**DATA ROWS:**
--- start ---
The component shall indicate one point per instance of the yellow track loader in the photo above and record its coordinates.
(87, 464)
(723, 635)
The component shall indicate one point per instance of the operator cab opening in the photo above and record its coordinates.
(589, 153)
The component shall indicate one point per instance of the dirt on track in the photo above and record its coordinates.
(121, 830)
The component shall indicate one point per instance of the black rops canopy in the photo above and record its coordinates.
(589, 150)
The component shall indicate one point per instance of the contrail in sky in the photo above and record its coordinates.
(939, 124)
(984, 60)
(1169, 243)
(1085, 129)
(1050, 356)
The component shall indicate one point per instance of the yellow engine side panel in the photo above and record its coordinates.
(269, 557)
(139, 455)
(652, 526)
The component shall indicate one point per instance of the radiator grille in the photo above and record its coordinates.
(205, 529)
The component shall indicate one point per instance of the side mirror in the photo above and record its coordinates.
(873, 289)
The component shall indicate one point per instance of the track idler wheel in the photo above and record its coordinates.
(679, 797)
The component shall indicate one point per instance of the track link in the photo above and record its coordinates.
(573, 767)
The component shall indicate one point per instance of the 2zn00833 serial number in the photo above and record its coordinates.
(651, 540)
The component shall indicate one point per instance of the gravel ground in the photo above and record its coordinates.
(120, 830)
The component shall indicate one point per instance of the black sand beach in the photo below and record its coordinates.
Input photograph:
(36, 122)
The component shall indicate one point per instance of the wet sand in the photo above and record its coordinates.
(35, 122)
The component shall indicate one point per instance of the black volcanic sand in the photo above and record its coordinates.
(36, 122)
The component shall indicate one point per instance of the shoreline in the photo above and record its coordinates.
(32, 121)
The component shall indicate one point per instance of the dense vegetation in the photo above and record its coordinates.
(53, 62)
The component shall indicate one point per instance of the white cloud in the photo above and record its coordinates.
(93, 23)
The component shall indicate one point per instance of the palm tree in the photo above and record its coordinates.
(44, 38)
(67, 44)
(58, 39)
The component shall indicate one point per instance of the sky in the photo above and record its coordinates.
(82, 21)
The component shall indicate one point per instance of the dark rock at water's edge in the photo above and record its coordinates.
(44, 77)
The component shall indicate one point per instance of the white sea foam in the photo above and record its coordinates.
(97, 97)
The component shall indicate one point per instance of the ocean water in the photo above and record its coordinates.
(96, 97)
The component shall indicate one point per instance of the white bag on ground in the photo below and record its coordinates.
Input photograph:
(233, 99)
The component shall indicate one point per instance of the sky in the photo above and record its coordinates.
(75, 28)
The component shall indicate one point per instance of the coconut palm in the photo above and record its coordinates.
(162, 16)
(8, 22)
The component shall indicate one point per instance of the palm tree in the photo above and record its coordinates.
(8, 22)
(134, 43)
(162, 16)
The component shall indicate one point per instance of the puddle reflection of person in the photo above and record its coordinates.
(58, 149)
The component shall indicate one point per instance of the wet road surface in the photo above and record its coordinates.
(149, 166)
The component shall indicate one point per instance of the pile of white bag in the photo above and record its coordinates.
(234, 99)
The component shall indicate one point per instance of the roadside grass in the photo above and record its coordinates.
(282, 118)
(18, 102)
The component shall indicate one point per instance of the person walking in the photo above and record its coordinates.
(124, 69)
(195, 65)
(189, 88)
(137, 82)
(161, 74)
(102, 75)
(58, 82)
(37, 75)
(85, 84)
--- end ---
**BRIEF:**
Type out the entries again, word for word.

**RESPONSE TO THIS TASK:**
The component shall indicate one point per instance of the yellow track loader in the photo above and record its coordinates.
(87, 464)
(723, 635)
The component shall indicate one point per instance of the operator cab opening in the photo above and record its coordinates.
(589, 153)
The component shall indicate one point per instance of the dirt on track in the photo above and record its coordinates.
(121, 830)
The component shall indicate one point per instance of the black rops canopy in the photo above and record its coordinates.
(589, 150)
The component shall indicate one point per instance of the contrail in sky in the photo above and record its coordinates.
(939, 124)
(984, 60)
(1169, 243)
(1085, 129)
(1050, 356)
The component shall indicate one point per instance of the yellow engine side panel in the photo above and record its coordinates.
(269, 557)
(139, 455)
(652, 526)
The component shall indicate one point per instance of the radiator grille in the photo above and record its coordinates.
(205, 529)
The component shall indicate one point per instance of the side mirror in the photo above and record its coordinates.
(873, 289)
The component shall indicate one point per instance of the track idler wheel in the photo above and record its coordinates.
(679, 797)
The component shall indicate one point per instance of the track link in the photo above and record its coordinates.
(573, 767)
The component shall indicate one point per instance of the 2zn00833 serial number in the photo above and record its coordinates.
(651, 540)
The component shall indicate one point per instance of the gravel ground in the photo above and record its coordinates.
(120, 830)
The component shall indicate one point per instance of the black sand beach in the photo below and record its coordinates.
Input photograph:
(36, 122)
The component shall indicate one point per instance of the wet sand in the photo above and record its coordinates.
(35, 122)
The component shall indicate one point per instance of the black volcanic sand in the photo above and record its coordinates.
(36, 122)
The component shall indicate one point per instance of the shoreline in the photo above and record its coordinates.
(32, 121)
The component shall indicate one point per instance of the dense vegetation in the photo above and record its coordinates.
(53, 62)
The component shall indicate one point per instance of the white cloud in the photo above and record its coordinates.
(93, 23)
The component shall indicate one point per instance of the palm tree in the photo above and record its coordinates.
(44, 38)
(67, 44)
(58, 39)
The component shall indicate one point per instance of the sky in the photo above and record its coordinates.
(82, 21)
The component shall indicate one point per instance of the dark rock at water's edge in the photo above and record its coordinates.
(44, 77)
The component shall indicate one point per instance of the white sea foam in the photo above and record its coordinates.
(97, 97)
The component shall indicate one point per instance of the ocean water in the photo above and record its coordinates.
(96, 97)
The component shall indicate one point per instance of the white bag on ground in the photo below and record its coordinates.
Input photograph:
(233, 99)
The component shall indicate one point per instance of the sky in the photo above and record its coordinates.
(75, 28)
The component shall indicate one point per instance of the coconut palm in the photo above and record its coordinates.
(162, 16)
(8, 22)
The component shall indicate one point per instance of the palm tree in the photo above and record its coordinates.
(8, 22)
(134, 43)
(162, 16)
The component shall indicate one point per instance of the puddle reflection of person in the photo above and record its coordinates.
(58, 149)
The component shall indicate one point per instance of the wet road surface in the photo above and record its coordinates.
(149, 166)
The component shall indicate one point per instance of the pile of white bag in the photo above and record its coordinates.
(234, 99)
The component shall indicate one point per instance of the roadside grass in the photo above and record its coordinates.
(282, 118)
(18, 102)
The component shall indicate one point per instance of the person walking in the photo above and record its coordinates.
(124, 69)
(195, 65)
(189, 88)
(137, 82)
(161, 74)
(102, 75)
(58, 82)
(37, 75)
(85, 84)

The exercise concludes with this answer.